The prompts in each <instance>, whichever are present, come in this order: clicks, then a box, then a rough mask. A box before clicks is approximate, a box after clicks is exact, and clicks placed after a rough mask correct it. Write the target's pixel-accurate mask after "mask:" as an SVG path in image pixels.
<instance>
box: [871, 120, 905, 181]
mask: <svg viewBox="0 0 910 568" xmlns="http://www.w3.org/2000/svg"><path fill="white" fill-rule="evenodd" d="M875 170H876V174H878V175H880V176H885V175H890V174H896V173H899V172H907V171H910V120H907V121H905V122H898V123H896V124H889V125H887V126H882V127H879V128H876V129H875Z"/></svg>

**********

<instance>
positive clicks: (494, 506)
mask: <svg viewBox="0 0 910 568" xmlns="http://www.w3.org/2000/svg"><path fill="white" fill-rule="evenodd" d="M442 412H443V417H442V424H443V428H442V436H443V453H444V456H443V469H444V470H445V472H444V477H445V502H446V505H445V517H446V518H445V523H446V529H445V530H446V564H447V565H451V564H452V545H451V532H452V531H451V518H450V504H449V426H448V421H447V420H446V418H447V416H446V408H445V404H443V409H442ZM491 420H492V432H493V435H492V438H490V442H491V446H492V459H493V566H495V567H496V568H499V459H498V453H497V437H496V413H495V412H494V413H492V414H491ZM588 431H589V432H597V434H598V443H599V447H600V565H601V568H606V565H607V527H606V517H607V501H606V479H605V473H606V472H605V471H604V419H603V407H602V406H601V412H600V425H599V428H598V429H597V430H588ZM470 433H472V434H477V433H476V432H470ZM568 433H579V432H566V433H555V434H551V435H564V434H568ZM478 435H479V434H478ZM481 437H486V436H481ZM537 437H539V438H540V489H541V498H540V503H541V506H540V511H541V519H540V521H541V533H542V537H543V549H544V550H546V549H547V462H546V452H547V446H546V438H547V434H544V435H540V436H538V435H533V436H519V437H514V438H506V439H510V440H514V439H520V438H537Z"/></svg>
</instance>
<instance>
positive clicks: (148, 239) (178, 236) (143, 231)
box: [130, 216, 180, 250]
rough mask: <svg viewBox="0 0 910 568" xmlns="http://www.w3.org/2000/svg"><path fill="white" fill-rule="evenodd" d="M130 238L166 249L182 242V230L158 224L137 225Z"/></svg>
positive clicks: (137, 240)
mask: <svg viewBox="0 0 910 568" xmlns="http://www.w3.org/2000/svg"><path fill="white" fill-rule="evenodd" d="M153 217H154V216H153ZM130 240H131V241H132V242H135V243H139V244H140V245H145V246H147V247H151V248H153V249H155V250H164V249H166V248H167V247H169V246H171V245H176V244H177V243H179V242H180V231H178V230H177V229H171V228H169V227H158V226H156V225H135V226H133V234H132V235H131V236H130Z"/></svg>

**********

*How to complete this task*
Each line above that holds the string "rough" should be copied and shown.

*Answer section*
The prompts in each <instance>, whichever are present, come in this order: clicks, then a box, then a rough mask. A box before clicks is approximate, a box after clicks is exact, and clicks placed after a rough mask correct it. Write the target's pixel-accurate mask after "mask:" as an SVG path in image pixels.
rough mask: <svg viewBox="0 0 910 568" xmlns="http://www.w3.org/2000/svg"><path fill="white" fill-rule="evenodd" d="M130 238L166 249L182 242V230L158 224L137 225Z"/></svg>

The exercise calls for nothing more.